SOURCE MATERIAL Start Marker

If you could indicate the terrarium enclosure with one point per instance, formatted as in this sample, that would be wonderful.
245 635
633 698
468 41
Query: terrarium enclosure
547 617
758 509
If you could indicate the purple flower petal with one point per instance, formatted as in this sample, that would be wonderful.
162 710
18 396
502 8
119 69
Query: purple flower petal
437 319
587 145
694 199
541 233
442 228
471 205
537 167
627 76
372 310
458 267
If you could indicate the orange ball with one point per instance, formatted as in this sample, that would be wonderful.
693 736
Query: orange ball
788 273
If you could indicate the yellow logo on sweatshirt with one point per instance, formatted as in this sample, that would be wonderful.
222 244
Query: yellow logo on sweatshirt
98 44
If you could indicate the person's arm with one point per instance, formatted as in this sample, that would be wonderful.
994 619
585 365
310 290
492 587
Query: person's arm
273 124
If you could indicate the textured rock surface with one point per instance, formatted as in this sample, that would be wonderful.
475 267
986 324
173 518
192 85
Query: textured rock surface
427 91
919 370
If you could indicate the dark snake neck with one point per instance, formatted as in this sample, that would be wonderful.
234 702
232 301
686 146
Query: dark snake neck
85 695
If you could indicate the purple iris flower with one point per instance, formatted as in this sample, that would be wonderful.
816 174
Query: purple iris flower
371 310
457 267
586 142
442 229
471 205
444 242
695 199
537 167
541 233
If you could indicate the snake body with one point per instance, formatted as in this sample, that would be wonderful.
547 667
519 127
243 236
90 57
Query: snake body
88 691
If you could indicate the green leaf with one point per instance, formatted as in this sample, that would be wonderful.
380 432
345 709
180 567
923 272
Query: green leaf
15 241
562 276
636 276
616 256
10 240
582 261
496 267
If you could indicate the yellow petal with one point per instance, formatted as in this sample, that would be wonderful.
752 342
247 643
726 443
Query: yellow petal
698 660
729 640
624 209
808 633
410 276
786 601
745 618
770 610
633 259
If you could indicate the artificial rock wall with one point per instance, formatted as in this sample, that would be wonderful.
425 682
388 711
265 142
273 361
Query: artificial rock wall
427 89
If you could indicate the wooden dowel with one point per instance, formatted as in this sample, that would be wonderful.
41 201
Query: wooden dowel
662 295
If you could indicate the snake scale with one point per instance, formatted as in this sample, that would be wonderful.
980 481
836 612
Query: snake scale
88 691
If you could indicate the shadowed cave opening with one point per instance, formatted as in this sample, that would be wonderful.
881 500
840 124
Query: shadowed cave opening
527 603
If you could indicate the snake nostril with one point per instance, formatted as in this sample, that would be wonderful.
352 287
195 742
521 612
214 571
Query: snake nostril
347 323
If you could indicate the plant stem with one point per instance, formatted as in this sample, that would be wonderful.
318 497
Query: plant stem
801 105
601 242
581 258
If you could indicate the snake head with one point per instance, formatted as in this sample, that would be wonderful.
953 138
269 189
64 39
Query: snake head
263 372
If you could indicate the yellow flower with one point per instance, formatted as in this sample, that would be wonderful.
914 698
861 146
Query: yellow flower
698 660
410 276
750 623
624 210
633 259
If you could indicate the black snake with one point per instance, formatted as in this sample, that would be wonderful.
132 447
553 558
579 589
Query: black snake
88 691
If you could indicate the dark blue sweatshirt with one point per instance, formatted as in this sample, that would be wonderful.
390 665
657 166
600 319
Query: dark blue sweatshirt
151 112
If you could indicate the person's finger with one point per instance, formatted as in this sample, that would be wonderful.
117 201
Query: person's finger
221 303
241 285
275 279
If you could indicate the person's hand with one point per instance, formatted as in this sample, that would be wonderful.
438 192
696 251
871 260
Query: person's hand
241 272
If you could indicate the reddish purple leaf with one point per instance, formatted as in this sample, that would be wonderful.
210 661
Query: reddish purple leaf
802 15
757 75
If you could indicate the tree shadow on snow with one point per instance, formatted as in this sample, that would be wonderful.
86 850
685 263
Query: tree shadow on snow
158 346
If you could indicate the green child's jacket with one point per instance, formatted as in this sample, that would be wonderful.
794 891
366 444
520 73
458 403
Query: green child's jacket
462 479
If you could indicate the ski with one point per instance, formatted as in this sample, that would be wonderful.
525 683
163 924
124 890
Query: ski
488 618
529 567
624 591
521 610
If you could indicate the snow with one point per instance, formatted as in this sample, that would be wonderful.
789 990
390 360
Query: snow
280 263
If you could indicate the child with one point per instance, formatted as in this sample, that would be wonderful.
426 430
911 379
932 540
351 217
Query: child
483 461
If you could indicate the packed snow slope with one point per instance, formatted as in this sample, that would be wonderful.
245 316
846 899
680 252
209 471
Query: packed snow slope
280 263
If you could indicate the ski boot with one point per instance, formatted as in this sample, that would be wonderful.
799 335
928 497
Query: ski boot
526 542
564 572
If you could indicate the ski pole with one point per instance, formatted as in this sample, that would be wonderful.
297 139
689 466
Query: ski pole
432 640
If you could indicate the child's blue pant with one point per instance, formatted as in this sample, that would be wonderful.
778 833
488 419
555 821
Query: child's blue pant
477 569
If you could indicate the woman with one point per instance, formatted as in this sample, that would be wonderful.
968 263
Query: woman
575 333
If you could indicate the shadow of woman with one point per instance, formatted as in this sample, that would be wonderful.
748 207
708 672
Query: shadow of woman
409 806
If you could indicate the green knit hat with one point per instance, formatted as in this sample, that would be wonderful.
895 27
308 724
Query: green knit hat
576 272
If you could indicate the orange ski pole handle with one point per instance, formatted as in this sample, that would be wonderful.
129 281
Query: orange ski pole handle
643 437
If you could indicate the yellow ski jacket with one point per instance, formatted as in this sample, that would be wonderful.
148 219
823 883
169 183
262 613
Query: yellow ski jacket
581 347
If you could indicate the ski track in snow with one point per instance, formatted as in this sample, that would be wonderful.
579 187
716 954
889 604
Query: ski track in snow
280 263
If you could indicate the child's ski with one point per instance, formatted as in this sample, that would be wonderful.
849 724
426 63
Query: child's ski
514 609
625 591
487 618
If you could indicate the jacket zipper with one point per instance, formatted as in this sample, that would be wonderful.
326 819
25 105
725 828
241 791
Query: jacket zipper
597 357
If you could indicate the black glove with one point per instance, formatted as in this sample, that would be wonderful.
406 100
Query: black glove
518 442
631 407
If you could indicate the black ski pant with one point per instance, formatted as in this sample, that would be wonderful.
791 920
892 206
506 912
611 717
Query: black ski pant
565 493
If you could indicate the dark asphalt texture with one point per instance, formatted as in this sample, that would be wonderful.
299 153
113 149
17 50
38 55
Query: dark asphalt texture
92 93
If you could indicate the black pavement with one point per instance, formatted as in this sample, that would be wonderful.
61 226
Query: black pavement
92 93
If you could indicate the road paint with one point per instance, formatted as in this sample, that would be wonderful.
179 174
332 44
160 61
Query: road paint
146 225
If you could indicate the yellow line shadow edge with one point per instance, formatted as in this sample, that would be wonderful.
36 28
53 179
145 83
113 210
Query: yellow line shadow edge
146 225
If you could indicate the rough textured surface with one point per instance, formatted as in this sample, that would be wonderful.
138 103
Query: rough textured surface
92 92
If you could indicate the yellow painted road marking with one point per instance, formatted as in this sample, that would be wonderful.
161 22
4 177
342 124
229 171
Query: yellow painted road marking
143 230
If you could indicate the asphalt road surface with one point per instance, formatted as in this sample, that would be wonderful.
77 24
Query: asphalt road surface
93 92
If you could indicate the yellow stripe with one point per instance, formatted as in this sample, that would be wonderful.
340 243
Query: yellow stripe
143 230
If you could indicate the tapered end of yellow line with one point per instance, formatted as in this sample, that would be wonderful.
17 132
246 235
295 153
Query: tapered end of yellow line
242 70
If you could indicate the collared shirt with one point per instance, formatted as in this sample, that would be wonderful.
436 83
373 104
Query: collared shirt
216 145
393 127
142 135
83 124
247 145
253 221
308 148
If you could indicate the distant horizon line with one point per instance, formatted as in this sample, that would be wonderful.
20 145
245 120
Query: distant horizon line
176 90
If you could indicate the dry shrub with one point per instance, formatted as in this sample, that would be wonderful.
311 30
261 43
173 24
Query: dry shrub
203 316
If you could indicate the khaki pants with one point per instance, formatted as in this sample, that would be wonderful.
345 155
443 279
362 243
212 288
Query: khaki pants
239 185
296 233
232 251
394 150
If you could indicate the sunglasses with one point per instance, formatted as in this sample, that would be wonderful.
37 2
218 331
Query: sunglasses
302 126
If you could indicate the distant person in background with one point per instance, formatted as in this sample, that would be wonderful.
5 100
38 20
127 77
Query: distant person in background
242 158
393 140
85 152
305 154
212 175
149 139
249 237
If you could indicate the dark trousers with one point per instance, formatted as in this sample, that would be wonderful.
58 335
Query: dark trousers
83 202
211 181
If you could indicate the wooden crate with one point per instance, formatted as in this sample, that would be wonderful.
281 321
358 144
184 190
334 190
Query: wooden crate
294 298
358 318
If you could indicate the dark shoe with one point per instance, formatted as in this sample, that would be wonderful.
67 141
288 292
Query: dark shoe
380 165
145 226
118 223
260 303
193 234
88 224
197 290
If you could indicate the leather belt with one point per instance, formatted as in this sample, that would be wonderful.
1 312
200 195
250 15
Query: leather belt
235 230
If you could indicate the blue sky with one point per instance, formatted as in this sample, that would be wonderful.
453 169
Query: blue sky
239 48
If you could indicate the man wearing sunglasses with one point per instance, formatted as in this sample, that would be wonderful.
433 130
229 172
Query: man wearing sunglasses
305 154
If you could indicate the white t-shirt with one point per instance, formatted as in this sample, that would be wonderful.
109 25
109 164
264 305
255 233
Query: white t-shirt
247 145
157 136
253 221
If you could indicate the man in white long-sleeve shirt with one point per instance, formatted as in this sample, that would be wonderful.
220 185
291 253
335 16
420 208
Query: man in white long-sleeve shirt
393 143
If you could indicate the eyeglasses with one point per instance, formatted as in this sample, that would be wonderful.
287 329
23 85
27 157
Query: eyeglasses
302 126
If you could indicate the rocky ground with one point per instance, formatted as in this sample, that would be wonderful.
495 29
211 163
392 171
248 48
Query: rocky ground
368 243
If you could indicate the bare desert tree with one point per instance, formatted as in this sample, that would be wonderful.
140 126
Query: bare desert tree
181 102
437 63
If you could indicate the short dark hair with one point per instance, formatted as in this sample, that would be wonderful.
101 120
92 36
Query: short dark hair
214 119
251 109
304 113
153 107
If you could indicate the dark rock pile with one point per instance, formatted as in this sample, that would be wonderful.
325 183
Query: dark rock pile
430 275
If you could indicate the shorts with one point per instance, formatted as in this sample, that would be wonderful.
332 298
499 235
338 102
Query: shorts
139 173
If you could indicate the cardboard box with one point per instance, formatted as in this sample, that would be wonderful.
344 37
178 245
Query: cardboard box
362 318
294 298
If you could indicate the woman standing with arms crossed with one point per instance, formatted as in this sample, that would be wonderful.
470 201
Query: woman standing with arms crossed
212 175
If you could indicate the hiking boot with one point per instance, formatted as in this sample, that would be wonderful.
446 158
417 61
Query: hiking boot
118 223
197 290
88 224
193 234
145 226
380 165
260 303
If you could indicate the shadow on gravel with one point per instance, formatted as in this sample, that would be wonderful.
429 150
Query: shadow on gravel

SOURCE MATERIAL End Marker

EXERCISE INSTRUCTIONS
All lines of the records containing "gravel" should be shown.

OUTPUT OF THE EXERCISE
If you could indicate the shadow on gravel with one point per instance, formatted as in this sample, that would be wonderful.
Query: shadow on gravel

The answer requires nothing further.